» Task:
Starting with the line that contains "Pick out every instance of the elongated", write out each line through the end of the listing, unchanged. Output nothing else.

start Supplied records

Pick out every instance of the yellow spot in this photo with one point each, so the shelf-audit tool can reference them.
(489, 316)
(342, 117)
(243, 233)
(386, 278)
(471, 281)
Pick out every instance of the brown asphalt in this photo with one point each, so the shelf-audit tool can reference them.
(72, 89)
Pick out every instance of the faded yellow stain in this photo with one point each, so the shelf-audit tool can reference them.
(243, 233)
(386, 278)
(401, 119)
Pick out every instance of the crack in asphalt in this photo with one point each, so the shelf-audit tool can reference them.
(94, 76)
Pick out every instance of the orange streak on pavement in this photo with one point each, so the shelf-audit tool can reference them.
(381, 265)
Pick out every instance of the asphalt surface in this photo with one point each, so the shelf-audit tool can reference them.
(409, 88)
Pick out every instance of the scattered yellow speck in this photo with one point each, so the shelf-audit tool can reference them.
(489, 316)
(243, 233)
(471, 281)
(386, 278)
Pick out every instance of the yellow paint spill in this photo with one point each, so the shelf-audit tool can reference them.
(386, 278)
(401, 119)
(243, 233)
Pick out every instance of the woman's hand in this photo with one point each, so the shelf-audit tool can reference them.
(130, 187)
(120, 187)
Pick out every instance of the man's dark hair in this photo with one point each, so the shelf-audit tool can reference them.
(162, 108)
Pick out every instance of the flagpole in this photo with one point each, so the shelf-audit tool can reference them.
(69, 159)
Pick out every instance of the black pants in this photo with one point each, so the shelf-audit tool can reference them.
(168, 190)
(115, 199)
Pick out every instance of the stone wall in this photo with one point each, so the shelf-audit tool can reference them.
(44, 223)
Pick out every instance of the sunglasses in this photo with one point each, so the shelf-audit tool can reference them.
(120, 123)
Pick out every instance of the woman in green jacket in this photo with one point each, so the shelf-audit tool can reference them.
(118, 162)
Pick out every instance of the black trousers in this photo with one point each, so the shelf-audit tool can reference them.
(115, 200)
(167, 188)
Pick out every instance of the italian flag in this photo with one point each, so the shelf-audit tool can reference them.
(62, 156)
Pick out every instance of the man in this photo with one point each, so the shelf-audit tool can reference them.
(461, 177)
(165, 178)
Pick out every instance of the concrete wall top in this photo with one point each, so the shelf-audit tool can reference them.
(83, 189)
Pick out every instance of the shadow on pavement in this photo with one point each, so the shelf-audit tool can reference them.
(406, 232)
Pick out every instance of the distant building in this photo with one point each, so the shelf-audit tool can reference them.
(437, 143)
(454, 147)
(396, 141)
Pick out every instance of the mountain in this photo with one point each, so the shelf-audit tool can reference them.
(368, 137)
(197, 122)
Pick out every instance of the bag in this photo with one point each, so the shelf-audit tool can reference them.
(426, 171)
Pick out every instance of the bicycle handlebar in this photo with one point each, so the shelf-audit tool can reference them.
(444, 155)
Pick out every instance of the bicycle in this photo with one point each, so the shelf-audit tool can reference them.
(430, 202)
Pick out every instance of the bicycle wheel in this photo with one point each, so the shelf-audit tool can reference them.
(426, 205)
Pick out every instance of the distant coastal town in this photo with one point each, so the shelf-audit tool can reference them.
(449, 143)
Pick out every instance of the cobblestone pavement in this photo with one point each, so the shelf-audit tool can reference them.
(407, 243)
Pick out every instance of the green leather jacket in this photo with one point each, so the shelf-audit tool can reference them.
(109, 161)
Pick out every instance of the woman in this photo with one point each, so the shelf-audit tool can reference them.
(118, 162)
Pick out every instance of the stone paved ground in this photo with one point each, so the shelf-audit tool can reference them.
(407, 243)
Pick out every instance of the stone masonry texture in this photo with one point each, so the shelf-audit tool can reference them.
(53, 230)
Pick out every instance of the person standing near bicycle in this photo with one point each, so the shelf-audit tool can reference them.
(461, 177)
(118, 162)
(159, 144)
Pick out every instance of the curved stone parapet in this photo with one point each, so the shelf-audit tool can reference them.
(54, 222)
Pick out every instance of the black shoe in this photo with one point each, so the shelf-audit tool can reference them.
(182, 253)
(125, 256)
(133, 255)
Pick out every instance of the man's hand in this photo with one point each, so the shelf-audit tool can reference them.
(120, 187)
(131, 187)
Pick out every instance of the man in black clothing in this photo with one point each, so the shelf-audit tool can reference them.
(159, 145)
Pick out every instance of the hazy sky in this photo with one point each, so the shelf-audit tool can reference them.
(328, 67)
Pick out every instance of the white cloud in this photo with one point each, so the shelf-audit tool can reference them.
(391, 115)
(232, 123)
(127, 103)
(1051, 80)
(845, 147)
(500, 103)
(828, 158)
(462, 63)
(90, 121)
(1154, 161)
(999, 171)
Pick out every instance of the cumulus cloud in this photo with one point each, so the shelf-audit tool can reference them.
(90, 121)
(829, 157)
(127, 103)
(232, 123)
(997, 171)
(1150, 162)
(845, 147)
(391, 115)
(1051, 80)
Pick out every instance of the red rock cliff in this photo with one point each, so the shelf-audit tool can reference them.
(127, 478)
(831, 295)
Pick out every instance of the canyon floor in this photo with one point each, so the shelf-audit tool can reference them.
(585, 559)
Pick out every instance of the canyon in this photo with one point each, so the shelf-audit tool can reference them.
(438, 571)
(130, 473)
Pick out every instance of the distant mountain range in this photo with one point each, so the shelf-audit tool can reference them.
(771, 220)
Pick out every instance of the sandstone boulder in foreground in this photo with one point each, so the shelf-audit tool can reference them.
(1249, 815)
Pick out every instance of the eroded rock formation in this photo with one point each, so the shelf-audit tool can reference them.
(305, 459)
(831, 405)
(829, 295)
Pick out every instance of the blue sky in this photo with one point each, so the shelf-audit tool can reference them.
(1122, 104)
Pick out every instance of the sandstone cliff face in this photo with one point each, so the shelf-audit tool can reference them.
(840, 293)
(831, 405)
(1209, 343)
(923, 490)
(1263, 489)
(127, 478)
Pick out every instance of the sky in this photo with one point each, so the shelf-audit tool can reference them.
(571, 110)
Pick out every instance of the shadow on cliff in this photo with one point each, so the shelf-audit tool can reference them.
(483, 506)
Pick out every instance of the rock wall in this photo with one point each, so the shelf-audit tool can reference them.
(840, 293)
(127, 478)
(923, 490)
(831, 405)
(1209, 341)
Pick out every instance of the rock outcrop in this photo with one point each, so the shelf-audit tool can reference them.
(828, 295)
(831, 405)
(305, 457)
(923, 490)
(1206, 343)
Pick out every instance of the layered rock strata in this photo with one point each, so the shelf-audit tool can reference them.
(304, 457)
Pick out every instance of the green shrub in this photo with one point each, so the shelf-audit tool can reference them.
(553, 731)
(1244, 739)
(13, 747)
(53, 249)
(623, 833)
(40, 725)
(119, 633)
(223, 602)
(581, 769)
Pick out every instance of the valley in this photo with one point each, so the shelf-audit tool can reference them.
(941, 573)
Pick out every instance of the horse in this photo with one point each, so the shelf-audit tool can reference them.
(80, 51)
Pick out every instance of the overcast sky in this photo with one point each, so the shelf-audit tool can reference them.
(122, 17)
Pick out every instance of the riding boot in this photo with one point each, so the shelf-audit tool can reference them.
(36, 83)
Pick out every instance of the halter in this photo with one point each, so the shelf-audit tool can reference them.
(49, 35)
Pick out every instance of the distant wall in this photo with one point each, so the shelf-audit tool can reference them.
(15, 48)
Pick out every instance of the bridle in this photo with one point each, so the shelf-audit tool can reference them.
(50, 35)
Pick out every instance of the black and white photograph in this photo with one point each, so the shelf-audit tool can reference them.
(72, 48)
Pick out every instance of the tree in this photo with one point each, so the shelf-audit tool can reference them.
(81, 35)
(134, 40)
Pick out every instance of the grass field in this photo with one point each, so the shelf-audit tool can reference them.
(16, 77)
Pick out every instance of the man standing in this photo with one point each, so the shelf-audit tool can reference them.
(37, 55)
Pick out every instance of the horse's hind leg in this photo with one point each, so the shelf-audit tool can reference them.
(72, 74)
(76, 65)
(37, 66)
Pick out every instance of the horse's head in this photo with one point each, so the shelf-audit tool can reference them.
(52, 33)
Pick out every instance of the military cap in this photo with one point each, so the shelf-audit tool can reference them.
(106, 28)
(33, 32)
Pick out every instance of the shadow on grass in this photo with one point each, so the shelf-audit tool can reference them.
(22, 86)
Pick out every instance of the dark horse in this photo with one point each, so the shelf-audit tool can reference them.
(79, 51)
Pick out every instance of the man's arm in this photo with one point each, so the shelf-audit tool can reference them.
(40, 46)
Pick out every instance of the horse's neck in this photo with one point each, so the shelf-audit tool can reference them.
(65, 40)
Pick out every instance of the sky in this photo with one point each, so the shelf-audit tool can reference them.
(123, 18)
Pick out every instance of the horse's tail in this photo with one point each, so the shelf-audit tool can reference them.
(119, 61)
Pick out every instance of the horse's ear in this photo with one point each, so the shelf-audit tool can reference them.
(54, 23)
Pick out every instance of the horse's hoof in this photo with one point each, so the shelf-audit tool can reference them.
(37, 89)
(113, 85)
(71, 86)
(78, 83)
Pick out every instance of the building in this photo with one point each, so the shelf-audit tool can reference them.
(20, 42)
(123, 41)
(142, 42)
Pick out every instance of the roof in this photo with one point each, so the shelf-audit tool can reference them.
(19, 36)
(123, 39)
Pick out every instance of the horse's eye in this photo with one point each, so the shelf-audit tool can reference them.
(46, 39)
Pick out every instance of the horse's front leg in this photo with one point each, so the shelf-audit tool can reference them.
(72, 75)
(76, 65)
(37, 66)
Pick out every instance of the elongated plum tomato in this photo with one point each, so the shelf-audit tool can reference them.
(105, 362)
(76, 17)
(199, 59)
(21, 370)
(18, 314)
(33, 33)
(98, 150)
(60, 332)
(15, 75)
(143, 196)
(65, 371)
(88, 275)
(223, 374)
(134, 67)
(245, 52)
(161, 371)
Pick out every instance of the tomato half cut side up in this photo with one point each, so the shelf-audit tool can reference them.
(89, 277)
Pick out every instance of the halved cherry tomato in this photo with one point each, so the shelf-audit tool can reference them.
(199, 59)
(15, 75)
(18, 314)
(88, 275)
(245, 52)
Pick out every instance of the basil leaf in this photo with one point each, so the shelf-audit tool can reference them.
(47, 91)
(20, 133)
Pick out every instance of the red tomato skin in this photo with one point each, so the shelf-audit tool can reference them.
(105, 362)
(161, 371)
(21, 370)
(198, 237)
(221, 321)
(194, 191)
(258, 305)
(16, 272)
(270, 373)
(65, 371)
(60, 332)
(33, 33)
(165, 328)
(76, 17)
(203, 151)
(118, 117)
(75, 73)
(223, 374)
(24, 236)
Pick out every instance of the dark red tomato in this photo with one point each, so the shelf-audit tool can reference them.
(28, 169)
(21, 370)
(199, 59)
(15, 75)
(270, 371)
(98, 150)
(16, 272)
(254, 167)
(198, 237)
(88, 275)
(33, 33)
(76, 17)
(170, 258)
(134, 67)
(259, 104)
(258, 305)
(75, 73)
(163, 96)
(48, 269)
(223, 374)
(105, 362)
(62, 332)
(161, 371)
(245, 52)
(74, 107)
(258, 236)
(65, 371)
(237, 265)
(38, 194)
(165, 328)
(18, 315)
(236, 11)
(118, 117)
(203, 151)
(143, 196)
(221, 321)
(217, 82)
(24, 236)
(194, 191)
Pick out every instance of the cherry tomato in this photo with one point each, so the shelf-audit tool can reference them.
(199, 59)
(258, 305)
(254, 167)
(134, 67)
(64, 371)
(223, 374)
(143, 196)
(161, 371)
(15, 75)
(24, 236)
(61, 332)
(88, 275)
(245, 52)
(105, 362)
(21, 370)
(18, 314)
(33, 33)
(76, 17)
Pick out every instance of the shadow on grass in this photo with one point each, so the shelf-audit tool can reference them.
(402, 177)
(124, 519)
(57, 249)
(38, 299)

end Supplied records

» Output below:
Pick out every instance of the elongated plum tomato in this photo with one point each, so the shelf-audit tool can reference them.
(105, 362)
(76, 17)
(199, 59)
(21, 370)
(18, 314)
(33, 33)
(98, 150)
(60, 332)
(15, 75)
(143, 196)
(65, 371)
(88, 275)
(223, 374)
(134, 67)
(245, 52)
(161, 371)
Pick out every instance of the tomato half cut side up in this photo with one point each, so the shelf-audit tool can reference them.
(89, 277)
Pick out every instance of the halved cherry tomato in this photo with one point each, so the shelf-audit tool can reference them.
(199, 59)
(15, 75)
(18, 314)
(88, 275)
(245, 52)
Pick out every instance of the basil leaf in this photo with one point each, so the shelf-audit tool can reference them.
(47, 91)
(20, 133)
Pick out every instance of the red tomato skin in this photo with one point each, so the shelf-audit tool can reference them.
(105, 362)
(161, 371)
(21, 370)
(198, 237)
(221, 321)
(194, 191)
(258, 305)
(16, 272)
(270, 373)
(65, 371)
(60, 332)
(33, 33)
(165, 328)
(76, 17)
(203, 151)
(118, 117)
(75, 73)
(223, 374)
(24, 236)
Pick out every instance of the dark red tomato in this photo with one point each, so the shelf-audit tool can reference them.
(28, 169)
(21, 370)
(199, 59)
(15, 75)
(270, 371)
(98, 150)
(16, 272)
(254, 167)
(198, 237)
(88, 275)
(33, 33)
(76, 17)
(170, 258)
(134, 67)
(259, 104)
(258, 305)
(75, 73)
(163, 96)
(48, 269)
(223, 374)
(105, 362)
(62, 332)
(161, 371)
(245, 52)
(74, 107)
(258, 236)
(65, 371)
(237, 265)
(38, 194)
(165, 328)
(18, 315)
(236, 11)
(118, 117)
(203, 151)
(143, 196)
(221, 321)
(217, 82)
(24, 236)
(194, 191)
Pick out every instance of the cherry tomato in this photo with one point each, so the shelf-audit tool can reference them.
(199, 59)
(258, 305)
(254, 167)
(134, 67)
(64, 371)
(223, 374)
(143, 196)
(161, 371)
(15, 75)
(24, 236)
(61, 332)
(88, 275)
(245, 52)
(105, 362)
(21, 370)
(18, 314)
(33, 33)
(76, 17)
Pick out every instance of the shadow on grass in this photo with one point each, so the shelf-audit tool can reference them.
(402, 177)
(124, 519)
(57, 249)
(38, 299)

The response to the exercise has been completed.